Textauszug:
Männliche Cheerleader sorgen in NFL für Rote Köpfe
Hast du gewusst, dass Ronald Reagan und George W. Bush in ihrer Universitätszeit Cheerleader waren? Eine Kolumne über Klischees von Verena Brunschweiger.

Das Wichtigste in Kürze
- Dr. Verena E. Brunschweiger schreibt auf Nau.ch regelmässig Kolumnen.
- Heute schreibt sie über Klischees, homophobe Beleidigungen und Diskriminierung.
Sind Box-Trainings nur für Buben und der Unterricht in Reiten oder Ballett nur für Mädchen? Solche Klischees sind angeblich ja überwunden.
Angesichts des allgemeinen Backlashs muss man aber aufpassen, dass nicht auch noch im Sport tot geglaubten Konzepten neues Leben eingehaucht wird.
Ein mir bekannter Profi-Balletttänzer ist heterosexuell. Er wird aber immer wieder gefragt, ob er schwul wäre. Der Tänzer selbst lacht darüber. Aber warum hält sich beispielsweise das Klischee so hartnäckig, dass alle Tänzer gay wären? Warum wird Fussball spielenden Mädchen und Frauen oft ganz automatisch «unterstellt», sie wären lesbisch?
Und natürlich noch viel gefährlicher: Warum wird dieses «Argument» benutzt, um Teenager oder Kinder von der Sportart abzuhalten, die sie gerne ausüben würden?

Am Weltsuizidpräventionstag am 11. September wurde eine Statistik veröffentlicht. Diese zeigte wieder einmal, dass LGBT-Jugendliche eine deutlich höhere Rate haben, was suizidale Gedanken oder Taten betrifft.
Wie die Autoren betonen, ist das Problem nicht, dass die Teenager queer sind, sondern dass im Rahmen des aktuellen Rechtsrucks die Stimmen wieder lauter, mehr und aggressiver werden, die Stimmung gegen sie machen.
Dass sie so oft diskriminiert, attackiert oder abgelehnt werden, macht den meist jungen Opfern zu schaffen. Manchmal so sehr, dass sie sich sogar umbringen.
Männliche Cheerleader bei den Minnesota Vikings
Die American-Football-Mannschaft Minnesota Vikings stellt im August 2025 mit Blaize Shiek und Louie Conn ihre ersten männlichen Cheerleader vor.

In den sozialen Medien führt das wie nicht anders zu erwarten zu gemischten Reaktionen.
Es gibt Lob, aber auch Kritik von konservativen Männern, die natürlich gleich wieder mit homophoben Beleidigungen daherkommen. Es gibt sogar Drohungen, deswegen Saison-Tickets zurückzugeben!
Diese Zuschauer wussten vielleicht nicht, dass sogar nicht gerade progressive Präsidenten wie Ronald Reagan und George W. Bush in ihrer Universitätszeit Cheerleader waren; letzterer sogar während seines Abschlussjahres an der Highschool.
Homosexualität als Todsünde bezeichnet
In der NFL ist (genau wie noch immer im Männerfussball vieler Länder!) Queerfeindlichkeit weit verbreitet.

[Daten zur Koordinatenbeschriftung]
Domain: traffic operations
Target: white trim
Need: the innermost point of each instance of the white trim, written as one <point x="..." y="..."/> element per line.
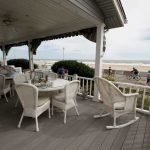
<point x="98" y="57"/>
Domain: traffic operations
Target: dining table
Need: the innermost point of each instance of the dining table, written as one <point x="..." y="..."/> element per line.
<point x="52" y="85"/>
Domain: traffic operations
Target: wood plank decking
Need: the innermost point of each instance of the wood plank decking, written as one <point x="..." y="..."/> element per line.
<point x="80" y="133"/>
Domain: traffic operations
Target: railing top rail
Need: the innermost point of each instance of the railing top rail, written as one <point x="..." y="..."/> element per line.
<point x="85" y="78"/>
<point x="132" y="84"/>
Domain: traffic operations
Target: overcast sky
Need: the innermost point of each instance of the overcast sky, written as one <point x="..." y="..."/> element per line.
<point x="131" y="42"/>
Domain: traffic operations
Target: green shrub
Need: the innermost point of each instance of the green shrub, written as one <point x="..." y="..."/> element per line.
<point x="24" y="63"/>
<point x="110" y="78"/>
<point x="74" y="67"/>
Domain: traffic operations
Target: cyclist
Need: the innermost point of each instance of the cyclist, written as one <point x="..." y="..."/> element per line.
<point x="148" y="78"/>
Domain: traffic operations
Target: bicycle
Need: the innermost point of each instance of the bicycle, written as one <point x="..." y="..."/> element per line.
<point x="137" y="77"/>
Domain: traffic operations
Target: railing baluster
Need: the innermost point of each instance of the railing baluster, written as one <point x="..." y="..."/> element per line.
<point x="143" y="99"/>
<point x="90" y="93"/>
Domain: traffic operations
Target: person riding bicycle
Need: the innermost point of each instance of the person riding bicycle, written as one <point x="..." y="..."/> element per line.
<point x="135" y="71"/>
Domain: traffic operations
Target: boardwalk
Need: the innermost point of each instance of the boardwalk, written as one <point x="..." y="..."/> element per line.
<point x="80" y="133"/>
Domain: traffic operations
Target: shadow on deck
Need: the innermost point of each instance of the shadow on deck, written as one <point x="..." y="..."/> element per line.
<point x="80" y="133"/>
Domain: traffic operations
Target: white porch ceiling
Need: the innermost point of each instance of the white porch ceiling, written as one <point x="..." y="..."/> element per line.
<point x="22" y="20"/>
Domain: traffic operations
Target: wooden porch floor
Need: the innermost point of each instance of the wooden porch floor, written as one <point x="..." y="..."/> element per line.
<point x="80" y="133"/>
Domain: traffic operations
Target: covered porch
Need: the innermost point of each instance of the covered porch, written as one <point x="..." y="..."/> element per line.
<point x="81" y="132"/>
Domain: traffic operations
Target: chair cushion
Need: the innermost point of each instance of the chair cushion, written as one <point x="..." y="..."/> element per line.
<point x="59" y="97"/>
<point x="119" y="106"/>
<point x="42" y="100"/>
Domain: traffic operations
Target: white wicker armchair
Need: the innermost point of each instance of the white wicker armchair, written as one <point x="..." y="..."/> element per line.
<point x="115" y="102"/>
<point x="4" y="88"/>
<point x="67" y="99"/>
<point x="33" y="106"/>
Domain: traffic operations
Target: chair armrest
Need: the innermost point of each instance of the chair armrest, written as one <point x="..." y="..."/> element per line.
<point x="131" y="94"/>
<point x="130" y="101"/>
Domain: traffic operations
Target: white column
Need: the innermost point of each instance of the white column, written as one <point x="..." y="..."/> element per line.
<point x="30" y="57"/>
<point x="98" y="57"/>
<point x="4" y="56"/>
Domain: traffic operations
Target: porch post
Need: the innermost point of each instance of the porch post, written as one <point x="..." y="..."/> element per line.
<point x="30" y="57"/>
<point x="98" y="57"/>
<point x="4" y="56"/>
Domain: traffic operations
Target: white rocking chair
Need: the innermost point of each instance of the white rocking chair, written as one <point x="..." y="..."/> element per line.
<point x="115" y="102"/>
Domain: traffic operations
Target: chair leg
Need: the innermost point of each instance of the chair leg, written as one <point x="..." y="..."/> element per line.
<point x="6" y="98"/>
<point x="10" y="93"/>
<point x="36" y="122"/>
<point x="75" y="101"/>
<point x="49" y="113"/>
<point x="19" y="125"/>
<point x="16" y="103"/>
<point x="65" y="114"/>
<point x="76" y="110"/>
<point x="52" y="109"/>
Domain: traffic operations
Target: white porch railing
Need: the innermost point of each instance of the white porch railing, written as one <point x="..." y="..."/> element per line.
<point x="143" y="101"/>
<point x="87" y="90"/>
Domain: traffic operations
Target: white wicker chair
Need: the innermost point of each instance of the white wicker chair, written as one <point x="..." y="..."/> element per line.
<point x="51" y="75"/>
<point x="4" y="88"/>
<point x="20" y="78"/>
<point x="33" y="106"/>
<point x="67" y="99"/>
<point x="115" y="102"/>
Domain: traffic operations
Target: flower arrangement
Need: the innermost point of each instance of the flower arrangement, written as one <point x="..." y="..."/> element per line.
<point x="7" y="70"/>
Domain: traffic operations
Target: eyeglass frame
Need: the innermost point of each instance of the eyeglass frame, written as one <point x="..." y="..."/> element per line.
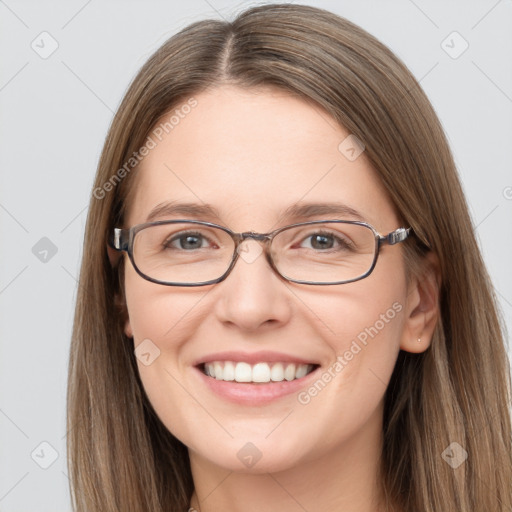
<point x="123" y="239"/>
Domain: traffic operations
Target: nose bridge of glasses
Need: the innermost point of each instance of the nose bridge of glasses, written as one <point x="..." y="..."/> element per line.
<point x="262" y="237"/>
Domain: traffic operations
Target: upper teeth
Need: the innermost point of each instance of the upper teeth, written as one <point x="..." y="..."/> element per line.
<point x="259" y="372"/>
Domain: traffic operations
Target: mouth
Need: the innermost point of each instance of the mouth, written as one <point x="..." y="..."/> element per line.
<point x="259" y="373"/>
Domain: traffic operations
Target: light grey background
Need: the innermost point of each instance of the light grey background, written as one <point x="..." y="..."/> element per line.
<point x="55" y="114"/>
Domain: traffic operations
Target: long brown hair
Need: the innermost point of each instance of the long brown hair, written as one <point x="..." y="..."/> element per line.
<point x="120" y="455"/>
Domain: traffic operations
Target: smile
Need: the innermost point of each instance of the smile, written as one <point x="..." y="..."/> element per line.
<point x="261" y="372"/>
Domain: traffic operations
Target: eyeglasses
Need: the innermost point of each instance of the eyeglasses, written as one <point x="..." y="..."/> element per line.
<point x="197" y="253"/>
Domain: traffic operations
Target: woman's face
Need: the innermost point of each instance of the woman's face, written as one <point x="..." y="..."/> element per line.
<point x="250" y="155"/>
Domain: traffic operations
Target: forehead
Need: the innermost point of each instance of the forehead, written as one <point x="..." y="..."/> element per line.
<point x="251" y="154"/>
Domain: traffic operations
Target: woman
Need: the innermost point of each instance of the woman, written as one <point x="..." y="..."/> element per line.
<point x="282" y="305"/>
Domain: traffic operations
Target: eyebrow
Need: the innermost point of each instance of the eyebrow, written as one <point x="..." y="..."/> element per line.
<point x="298" y="211"/>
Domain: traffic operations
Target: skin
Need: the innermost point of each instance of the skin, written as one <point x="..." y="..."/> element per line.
<point x="251" y="154"/>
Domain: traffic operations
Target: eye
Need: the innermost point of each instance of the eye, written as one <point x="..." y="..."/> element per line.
<point x="187" y="241"/>
<point x="324" y="241"/>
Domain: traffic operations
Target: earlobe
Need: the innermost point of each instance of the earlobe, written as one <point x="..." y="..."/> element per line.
<point x="422" y="307"/>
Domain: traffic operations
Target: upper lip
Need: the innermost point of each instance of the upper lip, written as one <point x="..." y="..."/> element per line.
<point x="264" y="356"/>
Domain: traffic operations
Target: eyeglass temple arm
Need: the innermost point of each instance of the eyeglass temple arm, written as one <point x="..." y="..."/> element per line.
<point x="119" y="241"/>
<point x="395" y="237"/>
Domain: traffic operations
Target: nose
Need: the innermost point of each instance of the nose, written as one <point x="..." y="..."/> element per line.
<point x="253" y="296"/>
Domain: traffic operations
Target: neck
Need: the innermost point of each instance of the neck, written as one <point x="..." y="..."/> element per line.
<point x="346" y="478"/>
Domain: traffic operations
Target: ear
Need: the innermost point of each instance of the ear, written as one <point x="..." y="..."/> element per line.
<point x="128" y="328"/>
<point x="422" y="307"/>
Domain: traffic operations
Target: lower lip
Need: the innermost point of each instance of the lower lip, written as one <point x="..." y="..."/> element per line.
<point x="255" y="394"/>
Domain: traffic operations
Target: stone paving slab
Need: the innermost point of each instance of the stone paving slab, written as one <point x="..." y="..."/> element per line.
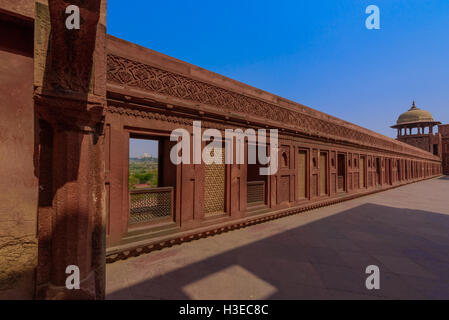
<point x="320" y="254"/>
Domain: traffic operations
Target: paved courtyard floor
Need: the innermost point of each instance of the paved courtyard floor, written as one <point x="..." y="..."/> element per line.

Aufgaben:
**1.** Beantworten Sie anhand der Kolumne über männliche Cheerleader die folgenden Fragen:
(a) Welche Mannschaft stellt im August 2025 ihre ersten männlichen Cheerleader vor, und wie heißen sie?
(b) Welche zwei Präsidenten waren in ihrer Universitätszeit Cheerleader?
(c) An welchem Tag wurde die Statistik zu LGBT-Jugendlichen veröffentlicht?
**2.** Schreiben Sie aus der Kolumne über männliche Cheerleader den Abschnitt heraus, der mit „Diese Zuschauer wussten“ beginnt und bis „Queerfeindlichkeit weit verbreitet.“ reicht.
**3.** Schreiben Sie die Kolumne über männliche Cheerleader in der NFL nach ihrem letzten Satz weiter.

Lösungen:
**1.**
(a) Die Minnesota Vikings stellen Blaize Shiek und Louie Conn vor.
(b) Ronald Reagan und George W. Bush waren Cheerleader.
(c) Die Statistik wurde am Weltsuizidpräventionstag am 11. September veröffentlicht.

**2.**
Diese Zuschauer wussten vielleicht nicht, dass sogar nicht gerade progressive Präsidenten wie Ronald Reagan und George W. Bush in ihrer Universitätszeit Cheerleader waren; letzterer sogar während seines Abschlussjahres an der Highschool.
Homosexualität als Todsünde bezeichnet
In der NFL ist (genau wie noch immer im Männerfussball vieler Länder!) Queerfeindlichkeit weit verbreitet.

**3.**
Letztes Jahr war beispielsweise Harrison Butker, der mit seinem Team Kansas City Chiefs die Meisterschaft gewonnen hatte, in den Schlagzeilen, weil er Homosexualität allen Ernstes als Todsünde bezeichnet hatte.
Die Frage ist berechtigt, ob man überhaupt eine von manchen belächelte Sportart braucht, bei der Menschen (m/w/d) verdinglicht werden – und in knappen Outfits herumhüpfen, um andere anzufeuern. Das sei mal dahingestellt.

Football-Fans der Minnesota Vikings reagierten auf jeden Fall, indem sie unter anderem anmerkten, dass American Football selbst (und zahlreiche andere Sportarten/Wettkämpfen, in denen Männer gegeneinander antreten) ja wohl nicht frei wäre von einer gewissen Homoerotik …
Im Cheerleading geht es um Sport, Enthusiasmus und Akrobatik. Das sind genderneutrale Dinge, die allen Menschen offen stehen (sollten).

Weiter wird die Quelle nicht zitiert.